• [To do] Reproduce exactly the line that contains "Review step: verify that every instance of the rocky" and all lines that follow it in the records below, ending with the last one.

• [Entries shown]
»»

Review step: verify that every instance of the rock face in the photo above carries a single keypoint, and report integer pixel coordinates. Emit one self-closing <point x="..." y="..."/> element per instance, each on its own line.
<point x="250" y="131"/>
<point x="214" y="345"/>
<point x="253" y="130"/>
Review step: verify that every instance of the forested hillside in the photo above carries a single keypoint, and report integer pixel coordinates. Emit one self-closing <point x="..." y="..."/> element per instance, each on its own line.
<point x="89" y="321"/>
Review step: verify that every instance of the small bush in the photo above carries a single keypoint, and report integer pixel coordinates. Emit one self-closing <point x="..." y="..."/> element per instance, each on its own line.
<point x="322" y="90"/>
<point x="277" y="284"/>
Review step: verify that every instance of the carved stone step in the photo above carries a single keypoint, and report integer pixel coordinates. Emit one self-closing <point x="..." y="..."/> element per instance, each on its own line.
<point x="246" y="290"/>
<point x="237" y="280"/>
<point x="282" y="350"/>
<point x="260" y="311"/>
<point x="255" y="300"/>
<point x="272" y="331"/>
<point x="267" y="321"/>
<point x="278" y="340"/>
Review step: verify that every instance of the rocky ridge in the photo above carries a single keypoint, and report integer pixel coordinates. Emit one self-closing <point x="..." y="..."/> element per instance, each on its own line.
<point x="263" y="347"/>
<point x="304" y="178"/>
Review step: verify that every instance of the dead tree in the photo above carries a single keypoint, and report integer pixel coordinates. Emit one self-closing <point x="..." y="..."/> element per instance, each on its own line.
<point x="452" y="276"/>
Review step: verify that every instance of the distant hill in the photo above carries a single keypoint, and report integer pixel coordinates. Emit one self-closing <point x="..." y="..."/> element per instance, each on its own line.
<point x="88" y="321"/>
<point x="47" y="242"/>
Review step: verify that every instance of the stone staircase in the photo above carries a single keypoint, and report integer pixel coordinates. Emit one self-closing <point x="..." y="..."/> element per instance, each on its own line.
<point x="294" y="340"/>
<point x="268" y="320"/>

««

• [The completed task]
Review step: verify that every instance of the rocky ridge in the photo above carries a single keypoint, and report integer pixel coordinates. Emit one self-closing <point x="..." y="..."/> element per instance, each on its own line.
<point x="263" y="347"/>
<point x="304" y="178"/>
Review step: verify that every instance of the dead tree in the photo above carries a single keypoint, and report integer pixel coordinates. Emit one self-closing <point x="..." y="..."/> element per instance, each on its own line.
<point x="452" y="276"/>
Review step: verify that every instance of the distant hill in the photo above carries a single keypoint, and report integer pixel coordinates. Emit one self-closing <point x="..." y="..."/> element per instance, each on its own line.
<point x="88" y="321"/>
<point x="47" y="242"/>
Review step: verify that every instance of the stone staircase in the photo above carries a single keypoint, and report integer pixel coordinates. Emit one self-closing <point x="..." y="..."/> element per instance, each on its own line.
<point x="294" y="340"/>
<point x="268" y="320"/>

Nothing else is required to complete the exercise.